Exercise prompt:
Format the items below as a Markdown table with the columns Row and Line. Put each line in its own numbered row and leave out blank lines.

═══ Exercise input

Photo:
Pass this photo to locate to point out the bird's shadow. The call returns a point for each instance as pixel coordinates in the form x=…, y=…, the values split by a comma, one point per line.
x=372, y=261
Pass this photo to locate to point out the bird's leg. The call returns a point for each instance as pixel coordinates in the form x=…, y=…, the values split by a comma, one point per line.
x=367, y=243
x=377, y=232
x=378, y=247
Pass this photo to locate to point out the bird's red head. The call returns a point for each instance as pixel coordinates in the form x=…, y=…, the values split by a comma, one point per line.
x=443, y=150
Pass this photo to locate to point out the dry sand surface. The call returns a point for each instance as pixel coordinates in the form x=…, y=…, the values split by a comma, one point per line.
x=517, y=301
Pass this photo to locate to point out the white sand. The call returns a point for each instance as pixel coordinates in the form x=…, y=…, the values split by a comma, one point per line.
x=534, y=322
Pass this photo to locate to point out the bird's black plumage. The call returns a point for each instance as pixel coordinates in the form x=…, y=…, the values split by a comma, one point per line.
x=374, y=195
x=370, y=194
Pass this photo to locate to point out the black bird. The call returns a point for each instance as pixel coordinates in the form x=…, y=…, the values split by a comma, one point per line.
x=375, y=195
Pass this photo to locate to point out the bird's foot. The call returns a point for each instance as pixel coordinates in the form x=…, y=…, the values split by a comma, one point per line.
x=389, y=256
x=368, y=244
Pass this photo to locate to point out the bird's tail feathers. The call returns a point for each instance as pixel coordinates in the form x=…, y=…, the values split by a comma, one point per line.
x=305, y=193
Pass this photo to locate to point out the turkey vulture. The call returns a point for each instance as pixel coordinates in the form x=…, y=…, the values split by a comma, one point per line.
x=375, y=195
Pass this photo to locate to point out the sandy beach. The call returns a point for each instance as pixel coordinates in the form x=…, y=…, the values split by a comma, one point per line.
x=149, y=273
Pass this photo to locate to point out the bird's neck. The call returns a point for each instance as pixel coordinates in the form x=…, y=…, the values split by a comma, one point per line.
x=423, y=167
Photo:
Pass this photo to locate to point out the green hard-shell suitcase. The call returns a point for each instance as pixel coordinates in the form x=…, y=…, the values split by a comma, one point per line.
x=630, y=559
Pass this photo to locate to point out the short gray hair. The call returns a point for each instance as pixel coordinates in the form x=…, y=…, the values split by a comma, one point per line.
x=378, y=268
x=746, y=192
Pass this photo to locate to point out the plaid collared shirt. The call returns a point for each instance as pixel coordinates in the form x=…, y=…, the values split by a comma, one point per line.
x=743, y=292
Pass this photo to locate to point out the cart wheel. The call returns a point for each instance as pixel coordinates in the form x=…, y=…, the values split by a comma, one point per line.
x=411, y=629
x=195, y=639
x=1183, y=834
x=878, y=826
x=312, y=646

══════

Solution:
| Row | Line |
|---|---|
| 1 | Photo: |
| 2 | Pass this photo to locate to point out the bird's shadow. The call returns a point for each instance as pixel coordinates in the form x=…, y=…, the values split by a comma, one point per line. |
| 3 | x=372, y=261 |
| 4 | Pass this photo to locate to point out the bird's leg. The call returns a point for each instance as pixel coordinates in the form x=…, y=…, the values split by a comma, one point per line. |
| 5 | x=367, y=243 |
| 6 | x=377, y=232 |
| 7 | x=378, y=247 |
| 8 | Pass this photo to locate to point out the bird's red head. The call returns a point for each instance as pixel coordinates in the form x=…, y=…, the values split by a comma, one point per line. |
| 9 | x=443, y=150 |
| 10 | Pass this photo to locate to point out the dry sand surface. The call returns a point for each instance as pixel coordinates in the form x=…, y=…, the values split by a comma, one point per line. |
| 11 | x=517, y=301 |
| 12 | Pass this photo to locate to point out the white sand. The call returns a point for each instance as pixel coordinates in the form x=…, y=…, the values split by a comma, one point per line. |
| 13 | x=534, y=322 |
| 14 | Pass this photo to locate to point out the bird's black plumage. The call returns a point for each instance as pixel coordinates in the form x=…, y=…, the values split by a comma, one point per line. |
| 15 | x=374, y=195 |
| 16 | x=370, y=194 |
| 17 | Pass this photo to locate to point out the black bird. The call returns a point for each instance as pixel coordinates in the form x=…, y=…, the values split by a comma, one point per line. |
| 18 | x=375, y=195 |
| 19 | Pass this photo to locate to point out the bird's foot. The call returns a point for each instance as pixel coordinates in the form x=…, y=…, the values split by a comma, one point per line. |
| 20 | x=389, y=256 |
| 21 | x=368, y=244 |
| 22 | Pass this photo to locate to point out the bird's tail feathers. The call returns a point for each instance as pixel coordinates in the form x=…, y=…, the values split by a comma, one point per line. |
| 23 | x=305, y=193 |
| 24 | Pass this photo to locate to point out the turkey vulture. The call returns a point for each instance as pixel coordinates in the form x=…, y=…, the values split by a comma, one point per line. |
| 25 | x=375, y=195 |
| 26 | Pass this photo to locate to point out the sandy beach. The call returns a point for each instance as pixel coordinates in the form x=…, y=…, the values split by a comma, one point per line. |
| 27 | x=149, y=273 |
| 28 | Pass this photo to locate to point out the bird's neck. The call returns a point for each instance as pixel coordinates in the form x=…, y=…, the values split by a comma, one point per line. |
| 29 | x=423, y=167 |
| 30 | Photo: |
| 31 | Pass this photo to locate to point out the green hard-shell suitcase. The call returns a point for each instance as pixel coordinates in the form x=…, y=…, the values split by a comma, one point per line. |
| 32 | x=630, y=559 |
| 33 | Pass this photo to locate to point out the short gray hair. The call returns a point for each instance as pixel coordinates in the form x=…, y=…, the values split by a comma, one point per line. |
| 34 | x=378, y=268 |
| 35 | x=746, y=192 |
| 36 | Pass this photo to locate to point out the plaid collared shirt. The call returns a point for each instance as pixel coordinates in the form x=…, y=…, the values split by a comma, one point per line. |
| 37 | x=743, y=292 |
| 38 | Pass this photo to locate to point out the cart wheel. The call returns a point for each instance as pixel coordinates in the form x=…, y=…, the values split by a comma, one point per line. |
| 39 | x=411, y=629 |
| 40 | x=195, y=639 |
| 41 | x=1183, y=834 |
| 42 | x=878, y=826 |
| 43 | x=312, y=646 |